**Excerpt:**
========
# How many operad structures are there on the symmetric sequence of simplices / finitely-supported probability measures?

Consider the symmetric sequence $$P_n = \Delta^{n-1}$$ of probability measures on finite sets, with coordinatewise $$\Sigma_n$$-action. There is a natural topological operad structure on $$P$$ given by multiplication. That is,

• Let $$p \in \Delta^{n-1}$$ be given in coordinates by $$p = (p^1,\dots,p^n)$$.

• For each $$i=1,\dots,n$$, let $$p_i \in \Delta^{n_i-1}$$ be given in coordinates by $$p_i = (p_i^1,\dots,p_i^{n_i})$$.

Then the operad composition is given by

$$p \circ (p_1,\dots,p_n) = (p^1 p_1^1, p^1 p_1^2,\dots, p^1 p_1^{n_1}, p_2 p_2^1, \dots, p^n p_n^1, \dots, p^n p_n^{n_n})$$.
========
**Your tasks:**
**A)** According to the operad post, what operation gives the natural topological operad structure on P?
**B)** For each statement, say whether it agrees with the operad post, and quote the words that decide it: (i) P_n is the simplex Δ^{n-1}; (ii) the Σ_n-action on P_n acts on coordinates; (iii) the post treats probability measures on infinite sets.
The data that follow have nothing to do with the operad post.

**Source excerpt:**
========
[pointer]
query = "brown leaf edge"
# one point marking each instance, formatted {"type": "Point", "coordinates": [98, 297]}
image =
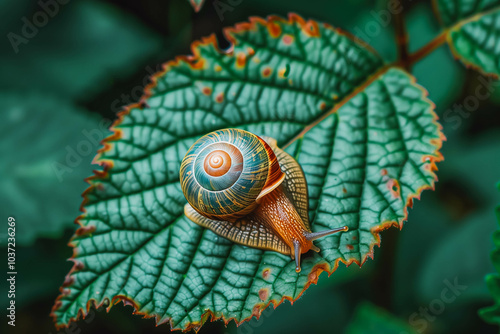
========
**Full answers:**
**A)** Multiplication

**B)**
(i) Yes: "the symmetric sequence $$P_n = \Delta^{n-1}$$"
(ii) Yes: "coordinatewise $$\Sigma_n$$-action"
(iii) No: "probability measures on finite sets"